WHAT TO PRODUCE:
What follows is a set of entries. Repeat them exactly, but not their pictures.

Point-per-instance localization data
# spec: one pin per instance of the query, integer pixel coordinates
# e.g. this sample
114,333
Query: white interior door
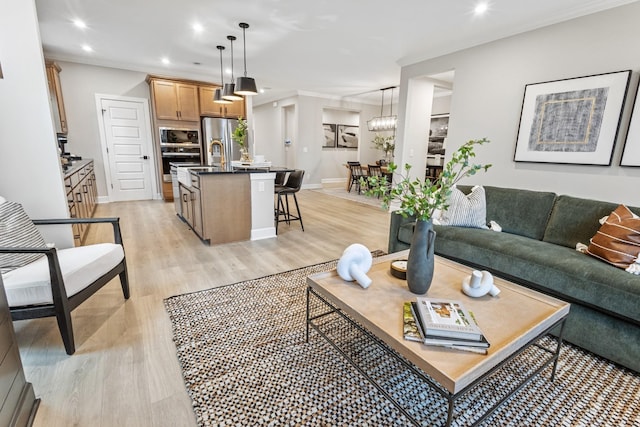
129,148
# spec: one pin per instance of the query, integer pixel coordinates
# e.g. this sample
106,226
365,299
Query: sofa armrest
115,222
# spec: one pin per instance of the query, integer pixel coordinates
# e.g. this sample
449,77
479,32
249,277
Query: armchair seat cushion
80,266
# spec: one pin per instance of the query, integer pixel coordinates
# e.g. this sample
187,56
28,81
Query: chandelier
381,122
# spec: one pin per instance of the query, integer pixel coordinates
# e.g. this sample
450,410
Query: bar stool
291,187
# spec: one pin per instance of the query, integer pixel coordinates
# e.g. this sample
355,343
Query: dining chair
356,173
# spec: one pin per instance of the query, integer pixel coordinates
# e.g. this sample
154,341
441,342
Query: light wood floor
125,371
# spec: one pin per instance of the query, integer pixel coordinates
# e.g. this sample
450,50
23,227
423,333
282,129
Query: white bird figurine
479,283
354,264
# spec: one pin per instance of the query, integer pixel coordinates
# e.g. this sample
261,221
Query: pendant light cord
221,48
244,46
231,39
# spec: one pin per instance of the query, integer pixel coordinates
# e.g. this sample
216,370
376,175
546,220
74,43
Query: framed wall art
631,150
572,121
348,136
330,135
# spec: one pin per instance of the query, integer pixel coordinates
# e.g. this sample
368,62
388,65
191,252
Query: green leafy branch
239,134
420,198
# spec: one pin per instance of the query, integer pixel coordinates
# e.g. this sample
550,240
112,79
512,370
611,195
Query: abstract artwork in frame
330,135
348,136
572,121
631,150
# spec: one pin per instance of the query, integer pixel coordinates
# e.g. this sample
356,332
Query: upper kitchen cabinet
209,108
55,95
175,100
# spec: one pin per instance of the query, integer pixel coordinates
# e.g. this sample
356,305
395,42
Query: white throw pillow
466,210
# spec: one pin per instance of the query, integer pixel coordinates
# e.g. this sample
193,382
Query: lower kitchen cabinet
82,193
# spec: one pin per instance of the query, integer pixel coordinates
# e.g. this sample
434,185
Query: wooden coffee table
511,322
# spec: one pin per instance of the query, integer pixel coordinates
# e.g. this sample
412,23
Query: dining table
365,169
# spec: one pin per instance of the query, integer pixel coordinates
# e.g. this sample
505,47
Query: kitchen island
223,206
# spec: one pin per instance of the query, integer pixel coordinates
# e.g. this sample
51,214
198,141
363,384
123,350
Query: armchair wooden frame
62,304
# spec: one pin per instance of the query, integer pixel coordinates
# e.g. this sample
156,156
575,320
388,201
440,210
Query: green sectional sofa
536,248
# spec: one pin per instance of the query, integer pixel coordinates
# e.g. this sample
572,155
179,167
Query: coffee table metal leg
558,347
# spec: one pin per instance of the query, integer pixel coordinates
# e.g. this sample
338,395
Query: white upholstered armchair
42,281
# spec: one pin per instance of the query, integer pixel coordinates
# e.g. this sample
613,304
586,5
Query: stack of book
443,323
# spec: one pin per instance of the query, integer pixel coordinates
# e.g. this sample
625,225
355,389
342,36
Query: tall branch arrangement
421,198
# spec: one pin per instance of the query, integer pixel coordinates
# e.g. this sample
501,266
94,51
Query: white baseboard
263,233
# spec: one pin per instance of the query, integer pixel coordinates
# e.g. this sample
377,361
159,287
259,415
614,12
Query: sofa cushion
81,266
558,270
522,212
466,210
17,231
574,220
618,239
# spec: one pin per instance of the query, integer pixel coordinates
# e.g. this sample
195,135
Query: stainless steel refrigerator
216,133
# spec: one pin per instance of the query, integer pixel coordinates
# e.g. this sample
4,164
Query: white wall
489,87
320,165
30,171
79,84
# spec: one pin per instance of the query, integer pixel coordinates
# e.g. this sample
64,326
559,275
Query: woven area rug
245,362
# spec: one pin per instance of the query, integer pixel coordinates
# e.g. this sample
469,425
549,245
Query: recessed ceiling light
481,8
79,23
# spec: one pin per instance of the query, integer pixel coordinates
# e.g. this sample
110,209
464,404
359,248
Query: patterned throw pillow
618,239
466,210
17,231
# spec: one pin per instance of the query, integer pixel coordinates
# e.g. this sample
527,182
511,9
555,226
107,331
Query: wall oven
179,145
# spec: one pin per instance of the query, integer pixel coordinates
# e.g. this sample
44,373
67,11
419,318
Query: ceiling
333,47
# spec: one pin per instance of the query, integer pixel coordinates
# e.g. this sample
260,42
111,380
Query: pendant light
217,96
245,85
229,88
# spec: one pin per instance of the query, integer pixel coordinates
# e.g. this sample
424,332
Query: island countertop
209,170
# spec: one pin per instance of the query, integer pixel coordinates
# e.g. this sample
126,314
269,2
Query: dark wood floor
125,371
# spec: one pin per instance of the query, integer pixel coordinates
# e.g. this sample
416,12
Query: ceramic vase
420,263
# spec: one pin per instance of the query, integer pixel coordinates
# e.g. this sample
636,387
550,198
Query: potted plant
239,136
420,198
385,143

REPLY TO THE TASK:
# spec: one pin per instance of the query, integer pixel coordinates
# e.g. this sample
114,333
Query: white interior door
129,148
# spec: one pin per instance of the query, integer pixel coordinates
# e.g. this sample
106,226
365,299
Query: sofa armrest
115,222
# spec: one pin per instance of the query, integer pixel coordinates
# e.g. this sample
449,77
479,32
249,277
Query: armchair seat cushion
80,266
# spec: one pin per instance of the query, integer pixel coordinates
# e.g. this sample
187,56
28,81
Query: chandelier
381,122
# spec: one pin per instance of the query, integer pixel coordinates
# e.g. this sample
450,410
Query: bar stool
291,187
# spec: one pin per instance of the query, integer pixel coordinates
# e.g. this sample
355,343
Query: dining chair
356,173
# spec: one pin per instance of the query, integer pixel coordinates
# e.g. this sample
154,341
441,342
Query: light wood floor
125,371
# spec: one pin per instance of the query, integer pixel coordinates
# e.g. this sample
450,50
23,227
423,333
282,129
Query: white bird figurine
479,283
354,264
# spec: one pin per instance of the query, integer pixel coordinates
# e.g. this sample
261,221
Query: pendant light cord
221,48
244,46
231,39
# spec: one pin per instance of the query, integer pixel coordinates
# e.g. this sample
216,370
376,175
546,220
74,43
Query: framed wall art
631,150
572,121
348,136
330,135
# spec: one pin per instance of the query, integer pixel coordinates
# e.g. this sample
368,62
388,65
191,252
Query: green leafy branch
239,134
420,198
# spec: one pin per instance of the query, integer pixel coordinates
# e.g. this sample
550,240
112,79
512,370
611,195
Query: abstract artwork in frame
330,135
348,136
572,121
631,150
# spec: one pin per instance of the query, integer pixel coordinates
# e.g. this sample
356,332
Query: upper kitchen cabinet
209,108
55,95
175,100
# spec: one pin per instance of the query, integer pixel coordinates
# e.g. this sample
356,305
395,42
Query: white throw pillow
466,210
# spec: one pin per instance of the query, integer pixel coordinates
# e.g. this sample
193,382
Query: lower kitchen cabinet
82,193
# spec: one pin per instance of the query, integer pixel coordinates
# e.g. this sample
434,185
Query: wooden coffee table
511,322
# spec: one pin per instance of the query, integer pixel coordinates
# e.g. this sample
412,23
Query: dining table
365,169
# spec: one pin per instance of the query, integer pixel coordinates
# e.g. this sample
505,47
Query: kitchen island
223,206
# spec: one pin per instance of the query, integer pixel coordinates
# e.g. this sample
51,214
198,141
363,384
123,350
Query: armchair wooden frame
62,304
# spec: one pin per instance of the query, integer pixel coordinates
# e.g. this sample
156,156
575,320
388,201
440,210
Query: green sectional sofa
536,248
# spec: one pin per instance of the query, integer pixel coordinates
# e.g. this sample
572,155
179,167
Query: coffee table metal leg
558,347
# spec: one pin per instance of the query, integer pixel coordinates
# e.g. this sample
338,395
Query: white upholstered armchair
42,281
# spec: one pin per instance of the query, integer pixel coordinates
# e.g. this sample
613,304
586,5
Query: stack of book
443,323
# spec: one pin per instance of the query, integer pixel coordinates
# e.g. this sample
625,225
355,389
342,36
Query: tall branch arrangement
421,198
# spec: one pin per instance of the query, integer pixel coordinates
# e.g. this sample
501,266
94,51
Query: white baseboard
263,233
# spec: one pin per instance of the query, integer pixel coordinates
# e.g. this sample
377,361
159,287
259,415
614,12
Query: sofa cushion
81,266
558,270
522,212
466,210
17,231
574,220
618,239
# spec: one pin per instance of the query, integer pixel coordinates
# e.g. this sample
195,135
Query: stainless steel refrigerator
216,133
# spec: one pin per instance of the query, integer pixel coordinates
# e.g. this sample
4,164
Query: white wall
489,87
320,165
30,171
79,84
# spec: one pin per instance of the query, integer pixel coordinates
# e.g. this sample
64,326
559,275
Query: woven area rug
245,362
# spec: one pin per instance of the query, integer pixel coordinates
# e.g. this sample
469,425
549,245
Query: recessed ceiling light
481,8
79,23
# spec: one pin per instance of the query, integer pixel coordinates
# e.g. this sample
110,209
464,404
359,248
Query: patterned throw pillow
618,239
466,210
17,231
# spec: one pin per instance of the query, integer pixel coordinates
# e.g. this sample
527,182
511,9
555,226
107,331
Query: wall oven
179,145
# spec: one pin per instance of the query, integer pixel coordinates
# e.g. this sample
44,373
67,11
419,318
Query: ceiling
333,47
# spec: one pin per instance of the query, integer pixel coordinates
# e.g. this sample
260,42
111,380
Query: pendant light
217,96
245,85
229,88
# spec: one pin per instance of the query, integer pixel coordinates
# e.g. this sample
424,332
Query: island countertop
209,170
# spec: one pin per instance of the query, integer pixel coordinates
# e.g. this sample
126,314
269,2
Query: dark wood floor
125,371
# spec: one pin per instance of the query, integer pixel coordinates
# e.g. this sample
416,12
Query: ceramic vase
420,263
# spec: one pin per instance of the query, integer pixel coordinates
# e.g. this sample
636,387
550,198
Query: potted plant
239,136
420,198
385,143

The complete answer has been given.